▸ The exercise: Copy each of the following entries word for word, with no changes.

#####

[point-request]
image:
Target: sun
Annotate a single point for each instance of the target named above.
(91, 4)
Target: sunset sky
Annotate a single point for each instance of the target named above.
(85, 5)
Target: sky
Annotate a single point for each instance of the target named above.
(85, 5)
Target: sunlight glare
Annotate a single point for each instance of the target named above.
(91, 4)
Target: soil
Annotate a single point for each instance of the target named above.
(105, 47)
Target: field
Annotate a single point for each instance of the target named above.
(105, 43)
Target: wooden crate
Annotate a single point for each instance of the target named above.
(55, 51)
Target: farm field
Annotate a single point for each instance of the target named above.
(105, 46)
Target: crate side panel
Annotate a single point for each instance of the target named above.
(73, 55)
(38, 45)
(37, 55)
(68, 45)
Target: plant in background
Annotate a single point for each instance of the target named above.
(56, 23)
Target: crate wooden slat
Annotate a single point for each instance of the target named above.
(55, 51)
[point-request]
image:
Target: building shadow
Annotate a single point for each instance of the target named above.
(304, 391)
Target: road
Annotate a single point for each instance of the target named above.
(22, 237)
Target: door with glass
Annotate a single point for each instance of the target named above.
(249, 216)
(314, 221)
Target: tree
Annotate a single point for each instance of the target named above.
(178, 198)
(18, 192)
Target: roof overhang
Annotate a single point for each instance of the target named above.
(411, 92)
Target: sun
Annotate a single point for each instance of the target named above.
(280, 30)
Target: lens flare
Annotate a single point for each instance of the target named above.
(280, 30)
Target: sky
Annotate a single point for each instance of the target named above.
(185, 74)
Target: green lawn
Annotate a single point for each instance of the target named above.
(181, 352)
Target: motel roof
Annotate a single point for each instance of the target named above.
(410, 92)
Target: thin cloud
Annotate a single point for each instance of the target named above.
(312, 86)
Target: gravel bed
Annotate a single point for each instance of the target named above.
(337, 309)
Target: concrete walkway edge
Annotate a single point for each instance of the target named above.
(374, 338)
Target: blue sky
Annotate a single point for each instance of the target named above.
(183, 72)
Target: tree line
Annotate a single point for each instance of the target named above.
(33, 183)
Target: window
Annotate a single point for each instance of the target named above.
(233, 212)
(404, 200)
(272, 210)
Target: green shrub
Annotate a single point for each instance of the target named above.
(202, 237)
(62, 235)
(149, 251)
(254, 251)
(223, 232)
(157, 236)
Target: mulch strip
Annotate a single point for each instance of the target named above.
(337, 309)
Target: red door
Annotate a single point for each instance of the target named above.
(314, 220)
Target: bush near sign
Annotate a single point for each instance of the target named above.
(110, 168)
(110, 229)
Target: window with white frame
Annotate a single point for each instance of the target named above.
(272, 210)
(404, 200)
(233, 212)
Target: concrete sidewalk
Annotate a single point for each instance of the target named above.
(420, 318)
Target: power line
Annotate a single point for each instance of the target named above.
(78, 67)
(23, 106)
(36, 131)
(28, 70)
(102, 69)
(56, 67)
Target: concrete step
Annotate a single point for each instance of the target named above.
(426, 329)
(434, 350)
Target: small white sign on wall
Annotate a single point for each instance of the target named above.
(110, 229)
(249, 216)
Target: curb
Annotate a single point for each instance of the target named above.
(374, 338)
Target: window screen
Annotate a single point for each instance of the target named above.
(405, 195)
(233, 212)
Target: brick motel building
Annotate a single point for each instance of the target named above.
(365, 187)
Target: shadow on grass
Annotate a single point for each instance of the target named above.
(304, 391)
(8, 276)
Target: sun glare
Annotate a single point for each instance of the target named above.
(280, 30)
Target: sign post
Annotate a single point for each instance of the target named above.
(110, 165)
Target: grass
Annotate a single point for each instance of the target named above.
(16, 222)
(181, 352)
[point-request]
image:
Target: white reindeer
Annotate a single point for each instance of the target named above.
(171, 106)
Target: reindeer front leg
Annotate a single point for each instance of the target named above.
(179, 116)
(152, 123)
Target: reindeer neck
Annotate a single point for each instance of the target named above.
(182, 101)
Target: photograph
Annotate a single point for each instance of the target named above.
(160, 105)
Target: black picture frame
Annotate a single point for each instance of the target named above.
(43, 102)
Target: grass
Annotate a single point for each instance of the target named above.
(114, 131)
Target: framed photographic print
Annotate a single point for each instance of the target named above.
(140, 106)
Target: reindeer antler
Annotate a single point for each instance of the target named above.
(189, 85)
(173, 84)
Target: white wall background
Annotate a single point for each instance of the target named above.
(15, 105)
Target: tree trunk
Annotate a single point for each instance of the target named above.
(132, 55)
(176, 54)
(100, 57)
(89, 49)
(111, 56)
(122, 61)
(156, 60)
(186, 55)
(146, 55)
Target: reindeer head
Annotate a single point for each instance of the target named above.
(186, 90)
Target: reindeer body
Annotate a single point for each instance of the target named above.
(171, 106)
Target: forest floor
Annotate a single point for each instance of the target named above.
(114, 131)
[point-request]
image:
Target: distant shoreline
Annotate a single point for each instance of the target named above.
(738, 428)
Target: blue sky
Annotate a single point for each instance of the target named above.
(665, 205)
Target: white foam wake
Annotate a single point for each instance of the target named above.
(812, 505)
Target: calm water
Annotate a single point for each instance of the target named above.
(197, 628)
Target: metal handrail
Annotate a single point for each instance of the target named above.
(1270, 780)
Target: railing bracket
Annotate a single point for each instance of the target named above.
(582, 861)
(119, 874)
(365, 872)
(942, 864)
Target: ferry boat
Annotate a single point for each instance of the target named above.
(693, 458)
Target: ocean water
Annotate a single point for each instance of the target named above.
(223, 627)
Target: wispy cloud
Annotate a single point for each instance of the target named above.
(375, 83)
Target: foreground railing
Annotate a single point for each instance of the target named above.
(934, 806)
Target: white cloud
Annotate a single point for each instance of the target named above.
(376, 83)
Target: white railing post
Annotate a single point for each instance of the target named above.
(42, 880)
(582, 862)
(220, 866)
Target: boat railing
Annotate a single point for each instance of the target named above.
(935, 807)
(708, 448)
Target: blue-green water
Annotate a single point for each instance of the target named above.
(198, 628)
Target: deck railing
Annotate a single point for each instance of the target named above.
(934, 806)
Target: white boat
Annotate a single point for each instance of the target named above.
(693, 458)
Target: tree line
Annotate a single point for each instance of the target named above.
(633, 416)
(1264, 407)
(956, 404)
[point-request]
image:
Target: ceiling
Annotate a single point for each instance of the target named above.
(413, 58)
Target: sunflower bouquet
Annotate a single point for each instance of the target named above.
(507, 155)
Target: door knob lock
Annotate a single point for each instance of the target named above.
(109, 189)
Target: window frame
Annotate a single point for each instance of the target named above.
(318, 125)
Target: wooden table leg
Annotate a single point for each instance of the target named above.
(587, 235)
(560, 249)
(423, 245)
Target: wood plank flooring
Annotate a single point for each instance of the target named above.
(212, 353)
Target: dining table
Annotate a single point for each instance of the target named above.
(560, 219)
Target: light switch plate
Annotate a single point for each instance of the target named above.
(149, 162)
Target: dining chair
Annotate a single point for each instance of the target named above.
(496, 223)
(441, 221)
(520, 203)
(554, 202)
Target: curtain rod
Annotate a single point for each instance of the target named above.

#####

▸ Written response:
[point-request]
image:
Target: sun
Annotate a single point for each instance of the target named above.
(91, 4)
Target: sunset sky
Annotate a single point for each instance of the target named above.
(85, 5)
Target: sky
Annotate a single point for each instance of the target named above.
(85, 5)
Target: sunlight glare
Annotate a single point for each instance of the target named above.
(91, 4)
Target: soil
Annotate a single point for each instance of the target named above.
(105, 47)
Target: field
Annotate a single point for each instance of the target named above.
(105, 43)
Target: wooden crate
Annotate a single point for each instance of the target named above.
(55, 51)
Target: farm field
Annotate a single point for each instance of the target named above.
(105, 46)
Target: crate side panel
Annotate a single point for each instance of the target named above.
(73, 55)
(38, 45)
(37, 55)
(68, 45)
Target: plant in background
Annotate a single point for each instance of the target named above.
(56, 23)
Target: crate wooden slat
Annotate a single point for each instance of the target named above.
(55, 51)
[point-request]
image:
Target: building shadow
Annotate a single point for each instance of the target named above.
(304, 391)
Target: road
Annotate a single point for each instance of the target named above.
(22, 237)
Target: door with glass
Annotate a single point for each instance of the target named above.
(249, 216)
(314, 221)
Target: tree
Annotate a single point for each instance of the target named above.
(178, 198)
(18, 192)
Target: roof overhang
Annotate a single point for each instance of the target named above.
(411, 92)
Target: sun
Annotate a single point for each instance of the target named above.
(280, 30)
Target: lens flare
Annotate a single point for each instance of the target named above.
(280, 30)
Target: sky
Annotate a single point for each instance of the target named above.
(185, 74)
Target: green lawn
Annotate a single point for each instance of the target named above.
(181, 352)
Target: motel roof
Annotate a single point for each instance of the target named above.
(410, 92)
Target: thin cloud
Annotate a single point for each instance of the target named above.
(312, 86)
Target: gravel bed
Annotate a single point for each instance of the target named above.
(337, 309)
Target: concrete walkway edge
Annotate a single point for each instance of the target named above.
(374, 338)
Target: blue sky
Annotate a single point for each instance of the target named above.
(183, 72)
Target: tree line
Annotate a single point for each instance of the target named above.
(33, 183)
Target: window
Annotate a single point for each instance of the target named above.
(233, 212)
(404, 200)
(272, 210)
Target: green shrub
Annotate a single point for each instance of the target named above.
(202, 237)
(62, 235)
(149, 251)
(254, 251)
(223, 232)
(157, 236)
Target: mulch strip
Annotate a single point for each instance of the target named above.
(337, 309)
Target: red door
Annotate a single point for each instance of the target named above.
(314, 220)
Target: bush near sign
Annotate a single point for each instance of the target named above.
(110, 168)
(110, 229)
Target: window with white frame
Annotate a single point for each instance of the target named above.
(272, 210)
(404, 200)
(233, 212)
Target: concrete sidewalk
Annotate a single point for each instance of the target named above.
(420, 318)
Target: power line
Annotate a single point for each instance of the target named above.
(78, 67)
(23, 106)
(36, 131)
(28, 70)
(102, 69)
(56, 67)
Target: concrete step
Annotate a single point for each instance of the target named above.
(426, 329)
(434, 350)
Target: small white sign on wall
Annotate a single point for each instance of the target named above.
(110, 229)
(249, 216)
Target: curb
Annotate a single point for each instance of the target named above.
(374, 338)
Target: window screen
Annotate a single point for each instance of the target named above.
(405, 195)
(233, 212)
Target: brick motel building
Annotate a single point for each instance of the target named above.
(365, 187)
Target: shadow on grass
Annotate a single point for each instance of the target named above.
(304, 391)
(8, 276)
Target: sun glare
Annotate a single point for each instance of the target named above.
(280, 30)
Target: sign post
Annotate a single point for each instance of the target named above.
(110, 165)
Target: grass
Annotate a single point for each instance of the target named above.
(16, 222)
(181, 352)
[point-request]
image:
Target: white reindeer
Annotate a single point for each instance of the target named above.
(171, 106)
Target: reindeer front leg
Annotate a single point for each instance of the target named above.
(179, 116)
(152, 123)
Target: reindeer neck
Annotate a single point for each instance of the target named above.
(182, 101)
Target: photograph
Annotate a single point for each instance of the target named above.
(160, 105)
Target: black picture frame
Annotate a single point for each instance of the target named above.
(43, 102)
Target: grass
Annotate a single point for each instance of the target named above.
(114, 131)
Target: framed photographic print
Annotate a single point for each instance of the target named above.
(140, 106)
Target: reindeer antler
Annotate a single point for each instance of the target named above.
(189, 85)
(173, 84)
Target: white wall background
Annotate a single point for each instance of the target named above.
(15, 105)
Target: tree trunk
Annotate a single point for each instance of the target named above.
(132, 55)
(176, 54)
(100, 57)
(89, 49)
(111, 56)
(122, 61)
(156, 60)
(186, 55)
(146, 55)
Target: reindeer head
Annotate a single point for each instance of the target named above.
(186, 90)
Target: reindeer body
Annotate a single point for each instance of the target named above.
(171, 106)
Target: forest floor
Annotate a single point for each instance of the target named above.
(114, 131)
[point-request]
image:
Target: distant shoreline
Annotate a single point for each instance of the target named above.
(738, 428)
Target: blue sky
Annotate a single point for each instance of the target named above.
(665, 205)
Target: white foam wake
Annotate a single point for each instance of the target named above.
(812, 505)
Target: calm water
Annotate a single point for each instance of the target named above.
(197, 628)
Target: metal handrail
Annotate a single point for each instance of the target named above.
(1270, 780)
Target: railing bracket
Annotate a single point for each instance of the target named above.
(582, 861)
(119, 874)
(365, 872)
(942, 864)
Target: ferry boat
Annotate a single point for each instance of the target named above.
(693, 458)
Target: ocean water
Annotate a single point for each instance of the target named above.
(223, 627)
Target: wispy cloud
Annotate a single point for each instance of the target named above.
(375, 83)
Target: foreground railing
Annotate a single point for each instance of the target named above.
(934, 806)
Target: white cloud
Annotate a single point for each instance of the target named above.
(376, 83)
Target: white railing post
Annotate a single point for each instance of the target named above.
(42, 880)
(582, 862)
(220, 866)
Target: boat railing
Annotate a single point for each instance of the target named above.
(935, 807)
(708, 448)
Target: blue-green water
Annotate a single point for each instance of the target named above.
(198, 628)
Target: deck railing
Annotate a single point for each instance of the target named above.
(934, 806)
Target: white boat
Annotate a single point for each instance of the target named above.
(693, 458)
Target: tree line
Annotate a single point for each instance of the target named above.
(633, 416)
(1264, 407)
(956, 404)
[point-request]
image:
Target: ceiling
Annotate a single point for each instance of the target named above.
(413, 58)
Target: sunflower bouquet
Annotate a single point for each instance of the target named above.
(507, 155)
Target: door knob lock
Annotate a single point for each instance of the target named above.
(109, 189)
Target: window frame
Annotate a single point for each instance of the target named above.
(318, 125)
Target: wooden table leg
Annotate a single point for each instance of the target named above.
(587, 235)
(560, 249)
(423, 245)
Target: wood plank flooring
Annotate a single point for each instance of the target named above.
(212, 353)
Target: dining table
Annotate a single point for each instance of the target named above.
(560, 219)
Target: light switch plate
Annotate a single point for each instance of the target named above.
(149, 162)
Target: dining chair
Annotate a single point for each instance of the target named above.
(496, 223)
(441, 221)
(520, 203)
(554, 202)
Target: curtain rod
Annotate a single point for each instance of the target named above.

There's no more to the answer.